____ EXTRACT PROVIDED

# Kosher l'pesach MAC products



## martygreene (Apr 13, 2005)

All varieties of body soaps, shampoos and stick deodorants are permitted for use on Pesach regardless of its ingredients. 
All types of ointments, creams, nail polish, hand lotions, eye shadow, eyeliner, mascara, blush, foot and face powders, ink or paint may be used regardless of its ingredients. 
Colognes, perfumes, hairspray, shaving lotions and deodorants that have denatured alcohol (listed as SD, SDA, [or with a number or letter i.e. SD29C or SD40], SD Alcohol, Alcohol, Denatured Alcohol or Ethyl Alcohol) cannot be used on Pesach unless they appear on a reliable list.  This only applies to products in a pure liquid state. 
Lipstick, toothpaste and mouthwash that contain chometz should not be used. 
KL'P:
Eyeliner: All
Eyeshadow: All
Blush: All
Foundation: All
Makeup Remover: ALL creams, lotions, etc. are acceptable
Mascara: All

-MAC-
Allover Gloss, China Marker, Chrome Glass, Cremestick Liner, Fine Point Lip Liner, Frost Lipstick, Gleam Coat, Glitz Gloss, Gloss (all), Lac Lustre, Lacquer, Lip Pencils (all shades), Lip Treatment, Lip Glass, Lipmix- frost, gloss, & matte (all shades) Lipstick (except Vitamin E or Amplified Creme), Stain, Prolongwear Lip Colour (all), Manicure Wipes, Creations fragrances, 

***Lip Conditioner, Amplified Creme Lipsticks, and Lipstick with vitamin E are chometz***

I posted a full list of muliple brands here: 
http://specktra.net/forum/showthread.php?p=445236

more info: http://www.crcweb.org/kosher/consume...r/productGuide.


----------



## mac_obsession (Apr 13, 2005)

Thanks for the info & post! Looks like Ill be putting some stuff away for a while :X


----------



## martygreene (Apr 13, 2005)

yep, me too.


----------



## FemmeNoir (Apr 14, 2005)

Hi,

Excuse my ignorance, but what does KL'P stand for? 

Thanks!


----------



## mac_obsession (Apr 14, 2005)

It stands for Kosher L'Pesach, means kosher for Passover..

Kosher is the Hebrew word meaning fit or proper, designating foods and other items whose ingredients and/or manufacturing procedures comply with strict Jewish dietary/sanitary laws and are produced under conditions of  Passover kashruth.

________

Reproduce word for word the passage of the Passover makeup thread above that runs from "Excuse my ignorance, but" up to and including "kosher for Passover..".

____ DATA EXTRACT

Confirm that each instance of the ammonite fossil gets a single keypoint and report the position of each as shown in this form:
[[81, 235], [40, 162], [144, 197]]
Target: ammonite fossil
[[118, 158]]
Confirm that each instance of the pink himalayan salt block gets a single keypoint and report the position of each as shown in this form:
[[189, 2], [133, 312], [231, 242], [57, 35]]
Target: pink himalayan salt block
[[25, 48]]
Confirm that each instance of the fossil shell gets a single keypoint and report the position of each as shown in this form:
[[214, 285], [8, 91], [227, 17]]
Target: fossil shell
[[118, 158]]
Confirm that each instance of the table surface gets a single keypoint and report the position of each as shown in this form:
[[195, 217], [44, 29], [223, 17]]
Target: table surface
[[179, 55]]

________
____ DATA EXTRACT

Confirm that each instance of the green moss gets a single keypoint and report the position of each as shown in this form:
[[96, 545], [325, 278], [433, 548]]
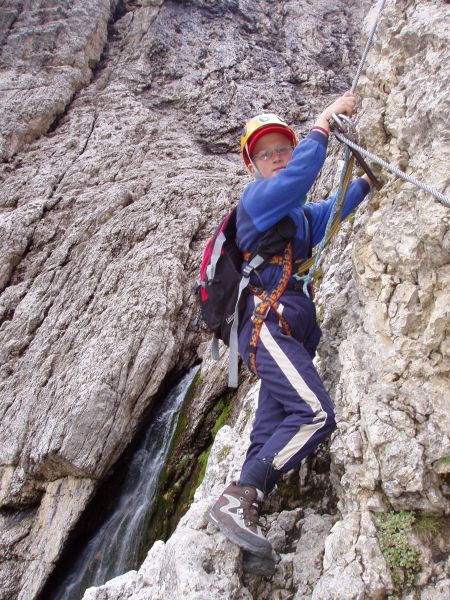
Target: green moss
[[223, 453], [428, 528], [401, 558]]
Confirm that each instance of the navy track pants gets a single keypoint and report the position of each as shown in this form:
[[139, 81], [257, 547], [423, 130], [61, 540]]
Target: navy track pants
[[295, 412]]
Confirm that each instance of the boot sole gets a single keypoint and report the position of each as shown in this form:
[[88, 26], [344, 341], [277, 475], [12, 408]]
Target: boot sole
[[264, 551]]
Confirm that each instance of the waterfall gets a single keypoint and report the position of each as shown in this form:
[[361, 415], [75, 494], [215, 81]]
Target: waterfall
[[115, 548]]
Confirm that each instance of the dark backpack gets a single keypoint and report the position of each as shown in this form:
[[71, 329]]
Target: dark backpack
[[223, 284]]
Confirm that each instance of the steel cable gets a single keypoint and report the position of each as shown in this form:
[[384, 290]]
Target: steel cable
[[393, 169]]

________

SOLUTION BELOW =
Excuse my ignorance, but what does KL'P stand for? 

Thanks!


----------



## mac_obsession (Apr 14, 2005)

It stands for Kosher L'Pesach, means kosher for Passover..